- **Task prompt**:
Your task is to print all of the material verbatim.

- **Input data**:
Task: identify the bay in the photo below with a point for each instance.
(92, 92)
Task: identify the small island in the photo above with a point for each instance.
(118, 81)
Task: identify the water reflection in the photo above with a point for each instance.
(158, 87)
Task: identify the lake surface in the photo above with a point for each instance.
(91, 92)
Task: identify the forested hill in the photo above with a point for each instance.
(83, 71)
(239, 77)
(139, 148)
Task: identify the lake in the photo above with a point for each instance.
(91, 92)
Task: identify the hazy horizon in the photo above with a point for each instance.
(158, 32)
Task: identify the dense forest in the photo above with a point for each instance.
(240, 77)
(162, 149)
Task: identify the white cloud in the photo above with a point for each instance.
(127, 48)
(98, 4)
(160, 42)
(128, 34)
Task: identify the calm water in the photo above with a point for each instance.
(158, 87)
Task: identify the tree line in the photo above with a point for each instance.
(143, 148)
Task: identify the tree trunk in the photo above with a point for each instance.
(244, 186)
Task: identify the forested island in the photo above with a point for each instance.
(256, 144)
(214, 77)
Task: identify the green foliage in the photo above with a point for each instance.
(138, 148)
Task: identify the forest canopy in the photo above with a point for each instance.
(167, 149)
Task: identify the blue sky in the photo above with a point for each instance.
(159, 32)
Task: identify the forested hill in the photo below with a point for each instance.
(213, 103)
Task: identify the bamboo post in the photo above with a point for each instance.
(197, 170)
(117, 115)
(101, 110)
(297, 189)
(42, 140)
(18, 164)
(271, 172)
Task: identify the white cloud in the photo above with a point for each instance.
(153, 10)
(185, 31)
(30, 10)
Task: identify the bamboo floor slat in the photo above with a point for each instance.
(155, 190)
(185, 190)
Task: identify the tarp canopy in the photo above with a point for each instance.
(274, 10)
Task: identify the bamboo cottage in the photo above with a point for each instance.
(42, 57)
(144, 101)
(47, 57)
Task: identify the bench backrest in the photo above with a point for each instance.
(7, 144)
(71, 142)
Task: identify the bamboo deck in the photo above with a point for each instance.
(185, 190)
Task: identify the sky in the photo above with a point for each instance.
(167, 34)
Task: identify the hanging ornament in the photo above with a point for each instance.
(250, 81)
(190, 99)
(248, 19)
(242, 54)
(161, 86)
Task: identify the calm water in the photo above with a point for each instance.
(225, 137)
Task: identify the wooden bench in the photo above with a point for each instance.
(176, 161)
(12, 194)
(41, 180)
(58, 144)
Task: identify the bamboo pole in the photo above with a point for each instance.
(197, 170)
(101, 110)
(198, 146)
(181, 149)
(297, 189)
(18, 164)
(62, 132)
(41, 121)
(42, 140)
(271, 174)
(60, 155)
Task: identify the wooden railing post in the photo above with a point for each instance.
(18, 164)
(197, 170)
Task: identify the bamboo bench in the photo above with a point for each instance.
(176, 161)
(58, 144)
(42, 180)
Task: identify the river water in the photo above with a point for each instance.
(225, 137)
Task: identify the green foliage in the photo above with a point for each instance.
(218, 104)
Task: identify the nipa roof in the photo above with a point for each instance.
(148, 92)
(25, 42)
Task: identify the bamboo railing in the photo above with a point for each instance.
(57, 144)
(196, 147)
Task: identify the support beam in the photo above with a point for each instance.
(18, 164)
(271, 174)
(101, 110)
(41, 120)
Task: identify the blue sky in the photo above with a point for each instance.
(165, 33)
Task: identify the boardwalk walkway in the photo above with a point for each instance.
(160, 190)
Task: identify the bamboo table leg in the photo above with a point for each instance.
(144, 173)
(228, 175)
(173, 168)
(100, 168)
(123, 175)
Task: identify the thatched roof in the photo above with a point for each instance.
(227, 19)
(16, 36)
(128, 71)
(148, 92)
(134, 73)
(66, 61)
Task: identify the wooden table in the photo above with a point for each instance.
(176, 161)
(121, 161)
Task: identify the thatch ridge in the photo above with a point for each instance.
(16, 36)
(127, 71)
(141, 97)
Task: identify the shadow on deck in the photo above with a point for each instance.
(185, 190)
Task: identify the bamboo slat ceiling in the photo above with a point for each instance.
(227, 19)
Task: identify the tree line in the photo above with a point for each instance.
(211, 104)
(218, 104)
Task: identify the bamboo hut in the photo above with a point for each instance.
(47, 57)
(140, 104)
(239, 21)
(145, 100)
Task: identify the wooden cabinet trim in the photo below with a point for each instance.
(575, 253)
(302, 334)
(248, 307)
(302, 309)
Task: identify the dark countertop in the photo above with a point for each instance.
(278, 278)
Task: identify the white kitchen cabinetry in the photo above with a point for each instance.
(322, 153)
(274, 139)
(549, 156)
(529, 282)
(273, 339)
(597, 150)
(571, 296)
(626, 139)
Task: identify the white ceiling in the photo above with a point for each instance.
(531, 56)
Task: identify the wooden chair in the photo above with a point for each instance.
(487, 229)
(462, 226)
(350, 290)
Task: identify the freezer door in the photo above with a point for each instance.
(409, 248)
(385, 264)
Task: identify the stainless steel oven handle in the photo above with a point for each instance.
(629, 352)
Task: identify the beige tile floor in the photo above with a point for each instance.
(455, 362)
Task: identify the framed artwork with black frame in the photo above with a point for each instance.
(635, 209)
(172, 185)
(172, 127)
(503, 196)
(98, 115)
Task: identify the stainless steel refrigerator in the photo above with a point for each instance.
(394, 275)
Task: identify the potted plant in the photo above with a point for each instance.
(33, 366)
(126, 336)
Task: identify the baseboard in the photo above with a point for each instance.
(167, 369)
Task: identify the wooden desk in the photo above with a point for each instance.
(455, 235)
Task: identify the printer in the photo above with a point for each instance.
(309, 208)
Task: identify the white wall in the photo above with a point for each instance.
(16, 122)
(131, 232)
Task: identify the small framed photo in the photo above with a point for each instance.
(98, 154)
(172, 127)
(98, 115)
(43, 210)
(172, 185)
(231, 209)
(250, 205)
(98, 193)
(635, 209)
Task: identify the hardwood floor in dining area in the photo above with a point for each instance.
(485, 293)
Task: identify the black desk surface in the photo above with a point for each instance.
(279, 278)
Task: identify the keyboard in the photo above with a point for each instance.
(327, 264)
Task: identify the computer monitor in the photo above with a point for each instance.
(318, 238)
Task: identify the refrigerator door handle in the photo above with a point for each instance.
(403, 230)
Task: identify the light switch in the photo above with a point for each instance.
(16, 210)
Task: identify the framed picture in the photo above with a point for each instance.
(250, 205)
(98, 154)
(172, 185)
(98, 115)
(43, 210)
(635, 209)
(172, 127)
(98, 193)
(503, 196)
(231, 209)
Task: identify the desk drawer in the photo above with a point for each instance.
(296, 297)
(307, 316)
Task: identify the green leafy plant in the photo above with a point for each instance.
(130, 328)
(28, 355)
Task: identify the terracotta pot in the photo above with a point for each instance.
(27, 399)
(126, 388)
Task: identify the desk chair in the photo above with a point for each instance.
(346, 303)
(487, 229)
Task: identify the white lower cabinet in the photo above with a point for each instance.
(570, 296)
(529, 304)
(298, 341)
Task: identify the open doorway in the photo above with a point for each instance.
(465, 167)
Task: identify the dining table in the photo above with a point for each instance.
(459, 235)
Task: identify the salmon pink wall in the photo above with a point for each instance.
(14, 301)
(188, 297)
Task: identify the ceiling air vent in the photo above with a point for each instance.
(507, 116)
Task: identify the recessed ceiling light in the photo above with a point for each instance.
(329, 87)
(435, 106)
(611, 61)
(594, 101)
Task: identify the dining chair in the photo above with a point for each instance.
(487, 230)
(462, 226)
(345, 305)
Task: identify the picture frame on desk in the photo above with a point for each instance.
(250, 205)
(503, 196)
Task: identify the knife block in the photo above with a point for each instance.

- **Answer**:
Task: identify the bay in the photo below with a point for each instance.
(92, 92)
Task: identify the small island in the photo above with a point for each instance.
(118, 81)
Task: identify the water reflection in the photo above with a point for each instance.
(158, 87)
Task: identify the lake surface in the photo above with a point for each instance.
(91, 92)
Task: identify the forested hill in the photo above with a point for each instance.
(83, 71)
(239, 77)
(139, 148)
Task: identify the lake in the photo above with a point for each instance.
(91, 92)
Task: identify the hazy horizon in the photo above with a point for each instance.
(158, 32)
Task: identify the dense forest in the photo above with a point for each instance.
(240, 77)
(162, 149)
Task: identify the white cloud in the photo above with a point for each instance.
(127, 48)
(98, 4)
(160, 42)
(128, 34)
Task: identify the calm water in the photo above with a point for each instance.
(158, 87)
Task: identify the tree line in the photo above with a point for each instance.
(143, 148)
Task: identify the tree trunk in the photo above with a point for each instance.
(244, 186)
Task: identify the forested island in the photo above with a point for each instance.
(256, 144)
(214, 77)
Task: identify the green foliage in the photo above with a point for each instance.
(138, 148)
Task: identify the forest canopy in the photo above with a point for each instance.
(167, 149)
Task: identify the blue sky in the photo above with a point for each instance.
(159, 32)
Task: identify the forested hill in the photo below with a point for each instance.
(213, 103)
Task: identify the bamboo post in the photo above with a point for each instance.
(197, 170)
(117, 115)
(101, 110)
(297, 189)
(42, 140)
(18, 164)
(271, 172)
Task: identify the white cloud in the photo above with a point for each instance.
(153, 10)
(185, 31)
(30, 10)
Task: identify the bamboo floor slat in the photo above with a point for each instance.
(155, 190)
(185, 190)
Task: identify the tarp canopy in the photo above with a point for each instance.
(274, 10)
Task: identify the bamboo cottage in the photo above with a point for each instance.
(42, 57)
(144, 101)
(47, 57)
Task: identify the bench backrest in the photo above with a point for each instance.
(7, 144)
(71, 142)
Task: identify the bamboo deck in the photo above with a point for each instance.
(185, 190)
Task: identify the sky in the photo above with a point for each instance.
(167, 34)
Task: identify the hanging ornament in the photo above with a point for each instance.
(250, 81)
(190, 99)
(248, 19)
(242, 54)
(161, 86)
Task: identify the calm water in the photo above with a point for each instance.
(225, 137)
Task: identify the wooden bench in the photo above with a point for each instance.
(176, 161)
(12, 194)
(41, 180)
(58, 144)
Task: identify the bamboo pole in the photo above with a point for each instance.
(197, 170)
(101, 110)
(198, 146)
(181, 149)
(297, 189)
(18, 164)
(62, 132)
(41, 121)
(42, 140)
(271, 174)
(60, 155)
Task: identify the wooden railing post in the photo above with a point for each instance.
(18, 164)
(197, 170)
Task: identify the bamboo bench in the photo above with a point for each instance.
(176, 161)
(58, 144)
(42, 180)
Task: identify the river water in the photo above with a point for each instance.
(225, 137)
Task: identify the green foliage in the photo above with a point for each instance.
(218, 104)
Task: identify the nipa roof in the photo above with a point for each instance.
(148, 92)
(25, 42)
Task: identify the bamboo railing in the photo above with a point for each instance.
(57, 144)
(196, 147)
Task: identify the support beam in the photo above with a point for each instance.
(18, 164)
(271, 174)
(101, 110)
(41, 120)
Task: identify the blue sky in the photo above with a point for each instance.
(165, 33)
Task: identify the boardwalk walkway in the photo above with a point for each instance.
(160, 190)
Task: identify the bamboo table leg in the photo above with a point for each instance.
(144, 173)
(228, 175)
(173, 168)
(100, 168)
(123, 175)
Task: identify the thatched roof in the photo above with a point for each instance.
(227, 19)
(16, 36)
(128, 71)
(148, 92)
(134, 73)
(66, 61)
Task: identify the wooden table in the photo above with a point for each instance.
(176, 161)
(121, 161)
Task: identify the thatch ridge in the photo above with a point for each instance.
(16, 36)
(127, 71)
(141, 97)
Task: identify the shadow on deck in the photo above with a point for each instance.
(185, 190)
Task: identify the bamboo slat ceiling in the photo above with a point for each instance.
(227, 19)
Task: identify the tree line in the photo above with a point for each instance.
(211, 104)
(218, 104)
Task: identify the bamboo hut in the photo above with a point for each instance.
(47, 57)
(140, 104)
(239, 21)
(145, 100)
Task: identify the wooden cabinet trim in the photo below with a point for each instance.
(575, 253)
(302, 334)
(248, 307)
(302, 309)
Task: identify the dark countertop in the photo above with a point for each instance.
(278, 278)
Task: identify the white kitchen cabinetry in the photo above with a point for each instance.
(322, 153)
(274, 139)
(549, 156)
(529, 282)
(273, 339)
(597, 150)
(571, 296)
(626, 139)
Task: identify the white ceiling in the photo above with a point for each instance.
(531, 56)
Task: identify the wooden chair in the photo above with a point for each instance.
(487, 229)
(462, 226)
(350, 290)
Task: identify the freezer door in the photo above with a point for each instance.
(409, 248)
(385, 264)
Task: identify the stainless steel oven handle in the photo above with a point for each instance.
(629, 352)
Task: identify the beige tile floor in the photo above with a point for each instance.
(455, 362)
Task: identify the framed artwork with black frame in the photo above with a point for each instance.
(635, 209)
(172, 185)
(172, 127)
(503, 196)
(98, 115)
Task: identify the stainless steel refrigerator in the photo above with a point for each instance.
(394, 275)
Task: identify the potted plant in the photo above with a point for each instance.
(33, 366)
(126, 336)
Task: identify the baseboard in the photo above with a point for each instance.
(167, 369)
Task: identify the wooden desk in the photo above with a point for each instance.
(455, 235)
Task: identify the printer in the photo above with a point for each instance.
(309, 208)
Task: identify the white wall in the photo above with a point for each instance.
(16, 122)
(131, 232)
Task: identify the small framed photo in the photo above with a point for each instance.
(98, 154)
(172, 127)
(98, 115)
(43, 210)
(172, 185)
(231, 209)
(250, 205)
(98, 193)
(635, 209)
Task: identify the hardwood floor in dining area in the photo above with a point for each instance.
(485, 293)
Task: identify the black desk surface in the photo above with a point for each instance.
(279, 278)
Task: identify the keyboard in the photo above with a point for each instance.
(327, 264)
Task: identify the computer monitor in the photo above with a point for each instance.
(318, 238)
Task: identify the refrigerator door handle in the photo above with a point for each instance.
(403, 230)
Task: identify the light switch in the photo above with a point for each instance.
(16, 210)
Task: identify the framed picture in the photo above with a point for each instance.
(250, 205)
(98, 154)
(172, 185)
(98, 115)
(43, 210)
(635, 209)
(172, 127)
(98, 193)
(503, 196)
(231, 209)
Task: identify the desk drawer in the photo above with a point for each instance.
(296, 297)
(307, 316)
Task: identify the green leafy plant in the photo above with a point for each instance.
(130, 328)
(28, 355)
Task: identify the terracotta pot in the photo above with a point for each instance.
(27, 399)
(126, 388)
Task: identify the desk chair in the photo above with a point for each instance.
(346, 303)
(487, 229)
Task: identify the white lower cabinet in the photo above with a point for each instance.
(570, 296)
(529, 304)
(298, 341)
Task: identify the open doorway in the photo above with a point for each instance.
(465, 167)
Task: identify the dining table in the photo above with a point for each instance.
(459, 235)
Task: identify the salmon pink wall in the photo above with a point for each instance.
(14, 301)
(188, 297)
Task: identify the ceiling air vent in the photo above with a point for each instance.
(507, 116)
Task: identify the recessed ceiling light in the photo above with a point for each instance.
(329, 87)
(435, 106)
(611, 61)
(594, 101)
Task: identify the dining chair in the photo above with a point for each instance.
(487, 230)
(462, 226)
(345, 305)
Task: identify the picture frame on desk in the photo above with a point for each instance.
(250, 205)
(503, 196)
Task: identify the knife block in the photo above with a point for each instance.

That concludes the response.